> Directions: Will you transcribe the entries that follow, exactly and in full?

===============

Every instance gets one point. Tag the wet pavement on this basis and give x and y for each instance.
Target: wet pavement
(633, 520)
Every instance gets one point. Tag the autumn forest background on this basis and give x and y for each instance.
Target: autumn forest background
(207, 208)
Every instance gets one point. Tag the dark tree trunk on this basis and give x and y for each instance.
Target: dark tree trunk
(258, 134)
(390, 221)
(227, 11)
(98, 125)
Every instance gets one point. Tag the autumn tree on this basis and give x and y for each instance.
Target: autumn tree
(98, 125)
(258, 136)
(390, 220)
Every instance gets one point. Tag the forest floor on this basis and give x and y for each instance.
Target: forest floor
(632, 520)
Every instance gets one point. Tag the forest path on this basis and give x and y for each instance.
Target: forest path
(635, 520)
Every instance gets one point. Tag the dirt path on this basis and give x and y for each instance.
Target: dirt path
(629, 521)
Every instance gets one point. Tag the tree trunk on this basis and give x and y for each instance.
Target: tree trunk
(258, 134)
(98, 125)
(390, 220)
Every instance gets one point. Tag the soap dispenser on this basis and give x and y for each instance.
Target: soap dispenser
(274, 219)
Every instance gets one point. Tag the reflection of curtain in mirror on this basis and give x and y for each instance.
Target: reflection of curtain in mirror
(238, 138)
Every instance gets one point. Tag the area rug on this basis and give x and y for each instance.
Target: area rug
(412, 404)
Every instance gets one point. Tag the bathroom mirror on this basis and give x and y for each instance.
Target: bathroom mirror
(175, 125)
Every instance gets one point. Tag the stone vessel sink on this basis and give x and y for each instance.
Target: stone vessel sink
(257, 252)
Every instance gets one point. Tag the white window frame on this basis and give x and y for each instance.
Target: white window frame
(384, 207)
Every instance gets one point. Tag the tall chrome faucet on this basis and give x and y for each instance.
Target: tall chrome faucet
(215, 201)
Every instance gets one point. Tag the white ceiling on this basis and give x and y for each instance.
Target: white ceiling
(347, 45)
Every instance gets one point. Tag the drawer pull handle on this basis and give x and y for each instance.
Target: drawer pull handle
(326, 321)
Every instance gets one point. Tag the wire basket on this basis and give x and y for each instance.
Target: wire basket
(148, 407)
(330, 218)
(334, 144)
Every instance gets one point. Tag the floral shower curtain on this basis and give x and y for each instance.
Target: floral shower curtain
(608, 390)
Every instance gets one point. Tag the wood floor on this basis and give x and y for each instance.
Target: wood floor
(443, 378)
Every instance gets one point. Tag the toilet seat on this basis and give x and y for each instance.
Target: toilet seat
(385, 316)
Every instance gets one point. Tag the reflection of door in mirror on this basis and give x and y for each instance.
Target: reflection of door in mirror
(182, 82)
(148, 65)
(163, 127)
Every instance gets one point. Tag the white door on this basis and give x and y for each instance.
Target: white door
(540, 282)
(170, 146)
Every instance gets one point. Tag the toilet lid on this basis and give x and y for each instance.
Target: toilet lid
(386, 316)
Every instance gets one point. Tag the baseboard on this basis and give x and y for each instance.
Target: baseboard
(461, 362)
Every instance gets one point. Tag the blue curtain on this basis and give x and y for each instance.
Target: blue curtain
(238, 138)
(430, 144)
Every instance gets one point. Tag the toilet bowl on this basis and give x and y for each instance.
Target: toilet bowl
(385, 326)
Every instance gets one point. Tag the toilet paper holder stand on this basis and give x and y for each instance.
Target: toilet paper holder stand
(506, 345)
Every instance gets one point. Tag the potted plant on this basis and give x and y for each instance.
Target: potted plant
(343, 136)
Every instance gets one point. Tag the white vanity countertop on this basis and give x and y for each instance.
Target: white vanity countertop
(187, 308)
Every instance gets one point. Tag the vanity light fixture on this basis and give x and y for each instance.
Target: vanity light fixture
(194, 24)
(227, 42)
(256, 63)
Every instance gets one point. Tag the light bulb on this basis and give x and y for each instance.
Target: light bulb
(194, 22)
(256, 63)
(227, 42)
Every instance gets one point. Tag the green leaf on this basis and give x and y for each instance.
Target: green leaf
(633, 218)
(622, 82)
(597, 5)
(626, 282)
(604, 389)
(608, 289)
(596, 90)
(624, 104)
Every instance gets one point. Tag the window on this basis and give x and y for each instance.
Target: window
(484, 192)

===============

> Answer for this exercise:
Every instance gets one point. Tag the wet pavement on this basis and give x and y for each instance.
Target: wet pavement
(633, 520)
Every instance gets one point. Tag the autumn forest background on this basis and give x and y for each instance.
Target: autumn forest background
(207, 208)
Every instance gets one point. Tag the dark tree trunk on this basis and give x and y for each instance.
Target: dark tree trunk
(258, 134)
(390, 221)
(227, 11)
(98, 125)
Every instance gets one point. Tag the autumn tree on this basis and give x and y for each instance.
Target: autumn tree
(98, 125)
(258, 136)
(390, 220)
Every instance gets one point. Tag the forest floor on this basis and give x and y for each instance.
Target: forest floor
(632, 520)
Every instance gets one point. Tag the forest path on this basis and give x and y for each instance.
Target: forest path
(635, 520)
Every instance gets one point. Tag the dirt path on this basis and give x and y for each instance.
Target: dirt path
(629, 521)
Every instance gets one point. Tag the tree trunk on this basis and give x and y for each instance.
Target: tree trunk
(258, 134)
(98, 125)
(390, 220)
Every instance gets one point. Tag the soap dispenser on this basis and give x and y for each instance.
Target: soap dispenser
(274, 219)
Every instance gets one point. Tag the reflection of curtain in mirror on this basis and give x and y for each instance.
Target: reflection of curtain in mirror
(238, 138)
Every instance gets one point. Tag the area rug on this basis and give x and y for each instance.
Target: area rug
(412, 404)
Every instance gets one point. Tag the bathroom mirror on this basis and give x and y for each instance.
Target: bathroom mirror
(175, 125)
Every instance gets one point. Tag the stone vessel sink on this basis and give x and y for each instance.
Target: stone vessel sink
(257, 252)
Every instance gets one point. Tag the white window frame on this basis and give x and y for each instance.
Target: white window frame
(384, 207)
Every instance gets one point. Tag the tall chrome faucet on this basis and give x and y for each instance.
Target: tall chrome faucet
(215, 201)
Every instance gets one point. Tag the white ceiling on this basis and give x and y for each instance.
Target: white ceiling
(347, 45)
Every instance gets one point. Tag the drawer pull handle on this basis and give x and y for each instance.
Target: drawer pull handle
(326, 321)
Every instance gets one point. Tag the wire basket on this basis and give x and y for each instance.
Target: wire basket
(148, 407)
(330, 218)
(334, 144)
Every instance gets one point. Tag the floral shower curtain on this basis and give x and y for each instance.
Target: floral shower curtain
(608, 390)
Every instance gets one point. Tag the wood floor on this basis and give x and y for each instance.
Target: wood floor
(443, 378)
Every instance gets one point. Tag the toilet seat on this basis and give x and y for each instance.
Target: toilet seat
(385, 316)
Every instance gets one point. Tag the reflection of door in mirror on this basis and give x and y for each instance.
Target: reflection of door in mirror
(182, 82)
(148, 65)
(163, 127)
Every instance gets one point. Tag the white door on this basis and give x and y for each instance.
Target: white door
(540, 282)
(170, 146)
Every instance gets one point. Tag the toilet lid on this basis and give x and y for each instance.
Target: toilet lid
(386, 316)
Every instance gets one point. Tag the baseboard on this basis and give x and y for each instance.
Target: baseboard
(461, 362)
Every instance gets one point. Tag the blue curtain on this basis and give x and y for each instance.
Target: blue curtain
(238, 138)
(430, 144)
Every instance gets one point. Tag the toilet bowl on this basis and give x and y for each instance.
Target: toilet bowl
(385, 326)
Every instance gets one point. Tag the toilet paper holder stand on this basis and give x and y for each instance.
Target: toilet paper holder stand
(506, 345)
Every instance gets one point. Tag the potted plant on this basis and give x and y for each instance.
Target: potted plant
(343, 136)
Every instance gets one point. Tag the white vanity countertop on this basis and give x and y for each instance.
Target: white vanity countertop
(187, 308)
Every instance gets one point. Tag the vanity light fixture on this basis and give x and y for each instance.
Target: vanity light fixture
(194, 24)
(227, 42)
(256, 63)
Every instance gets one point. Tag the light bulb on this basis and give x and y for each instance.
Target: light bulb
(194, 22)
(256, 63)
(227, 42)
Every instance gets one point. Tag the green leaf on this basis and give x and y for each instance.
Target: green leaf
(633, 218)
(622, 82)
(597, 5)
(626, 282)
(604, 389)
(608, 289)
(596, 90)
(624, 104)
Every instance gets one point. Tag the window on this basis and give x and y for each instance.
Target: window
(484, 192)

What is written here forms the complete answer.